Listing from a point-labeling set
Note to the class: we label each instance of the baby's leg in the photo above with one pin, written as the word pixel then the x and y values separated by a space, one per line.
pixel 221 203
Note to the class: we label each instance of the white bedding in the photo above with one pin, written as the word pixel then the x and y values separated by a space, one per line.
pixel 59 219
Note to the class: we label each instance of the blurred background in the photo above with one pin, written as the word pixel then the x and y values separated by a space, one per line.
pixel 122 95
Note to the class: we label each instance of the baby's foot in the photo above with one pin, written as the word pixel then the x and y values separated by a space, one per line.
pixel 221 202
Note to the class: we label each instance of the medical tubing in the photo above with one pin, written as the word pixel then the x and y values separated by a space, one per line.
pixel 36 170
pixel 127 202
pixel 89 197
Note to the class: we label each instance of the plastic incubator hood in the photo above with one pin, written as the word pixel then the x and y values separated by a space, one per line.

* **WHAT YOU HAVE TO DO**: Please rewrite every line of the listing above as a numbered list, leaving out any blank lines.

* **ANSWER TO THIS PROBLEM**:
1. Note to the class: we label each instance of the baby's leg in the photo above with one pin, written as the word pixel then the x and y values separated by a space, one per line.
2. pixel 221 203
3. Note to the class: we label each instance of the white bedding in the photo above with one pin, written as the word pixel then the x and y values separated by a space, one per line.
4. pixel 59 219
5. Note to the class: we label each instance of the blurred background in the photo above with one pin, written as the word pixel then the x and y values separated by a space, one per line.
6. pixel 122 95
7. Note to the class: we label each instance of the baby's foot in the photo above with one pin, written as the word pixel then the x and y values separated by a space, one per line.
8. pixel 221 202
9. Note to the class: we label each instance of the medical tubing in the photo above with one pin, written as the word pixel then the x and y values separated by a space, one per line.
10. pixel 36 170
11. pixel 127 202
12. pixel 89 197
13. Note to the class: we label each instance of the plastic incubator hood in the photo above with one pin, written as the word pixel then the x and y values separated by a space, one per line.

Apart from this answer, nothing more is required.